### What you need to do
Exact copies of the records below are needed, free of pictures.

········

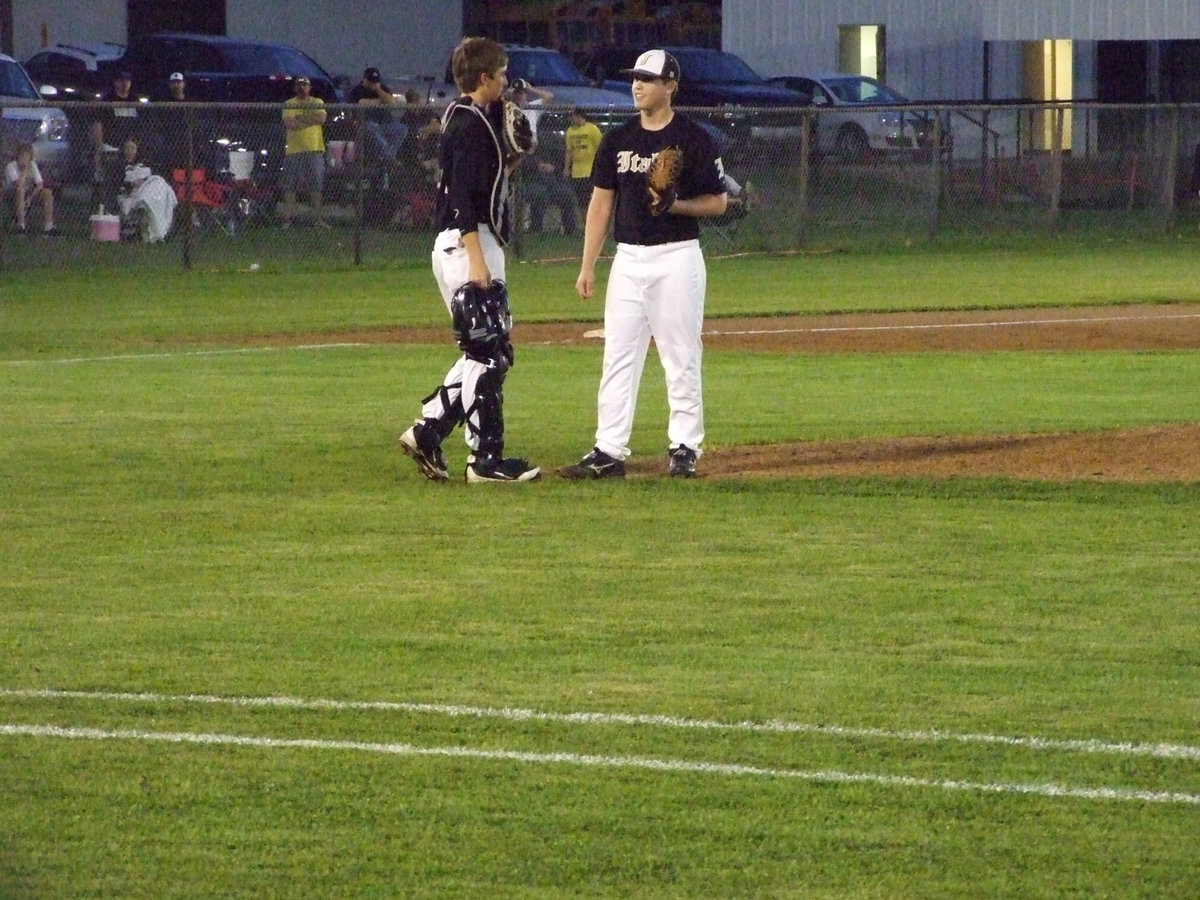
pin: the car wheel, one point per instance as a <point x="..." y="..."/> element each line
<point x="851" y="144"/>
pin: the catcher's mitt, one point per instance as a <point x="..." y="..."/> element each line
<point x="661" y="177"/>
<point x="517" y="135"/>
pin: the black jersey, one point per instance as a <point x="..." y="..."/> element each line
<point x="624" y="157"/>
<point x="474" y="186"/>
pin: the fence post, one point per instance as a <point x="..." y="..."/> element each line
<point x="1173" y="166"/>
<point x="359" y="175"/>
<point x="1055" y="167"/>
<point x="802" y="193"/>
<point x="935" y="177"/>
<point x="189" y="208"/>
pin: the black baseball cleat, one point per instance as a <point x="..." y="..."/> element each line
<point x="682" y="462"/>
<point x="420" y="443"/>
<point x="486" y="468"/>
<point x="595" y="465"/>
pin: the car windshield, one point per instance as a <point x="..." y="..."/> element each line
<point x="715" y="69"/>
<point x="258" y="60"/>
<point x="544" y="67"/>
<point x="15" y="83"/>
<point x="862" y="90"/>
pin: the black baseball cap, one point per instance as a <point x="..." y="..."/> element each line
<point x="655" y="64"/>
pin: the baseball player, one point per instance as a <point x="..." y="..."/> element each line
<point x="468" y="263"/>
<point x="654" y="177"/>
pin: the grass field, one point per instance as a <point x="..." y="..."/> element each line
<point x="249" y="652"/>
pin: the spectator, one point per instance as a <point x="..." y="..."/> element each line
<point x="24" y="186"/>
<point x="582" y="141"/>
<point x="304" y="156"/>
<point x="177" y="88"/>
<point x="385" y="133"/>
<point x="145" y="201"/>
<point x="468" y="264"/>
<point x="112" y="127"/>
<point x="171" y="132"/>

········

### Response to this task
pin: the car wheel, one point per instance as a <point x="..." y="..."/> element each line
<point x="851" y="144"/>
pin: the catcher's mitt, one point per instance as a <point x="..." y="..."/> element each line
<point x="661" y="177"/>
<point x="517" y="135"/>
pin: the black jersey, one point per instance as a <point x="..." y="..."/> element each line
<point x="624" y="157"/>
<point x="474" y="186"/>
pin: the fence post, one point per instance as a <point x="..." y="..."/> element each line
<point x="1173" y="166"/>
<point x="359" y="175"/>
<point x="1055" y="167"/>
<point x="802" y="193"/>
<point x="935" y="177"/>
<point x="189" y="208"/>
pin: the black baseball cleat, one point per instance as a <point x="..." y="..."/> element each line
<point x="682" y="462"/>
<point x="420" y="443"/>
<point x="486" y="468"/>
<point x="595" y="465"/>
pin: the car windshield, one point per instance as a <point x="..." y="..."/> element each line
<point x="715" y="69"/>
<point x="258" y="60"/>
<point x="544" y="67"/>
<point x="15" y="83"/>
<point x="862" y="90"/>
pin: the black baseball cap, one point per instance as a <point x="..." y="..."/> element each line
<point x="655" y="64"/>
pin: the baseball player, one point per instance as a <point x="..." y="..."/> element each line
<point x="468" y="263"/>
<point x="654" y="177"/>
pin: the grass field, one point per instance as a <point x="..." y="..."/> element each line
<point x="249" y="652"/>
pin: the spectator, one point per instance as a <point x="..." y="..."/> element each line
<point x="24" y="186"/>
<point x="582" y="141"/>
<point x="304" y="156"/>
<point x="177" y="88"/>
<point x="385" y="133"/>
<point x="145" y="201"/>
<point x="468" y="264"/>
<point x="112" y="127"/>
<point x="171" y="132"/>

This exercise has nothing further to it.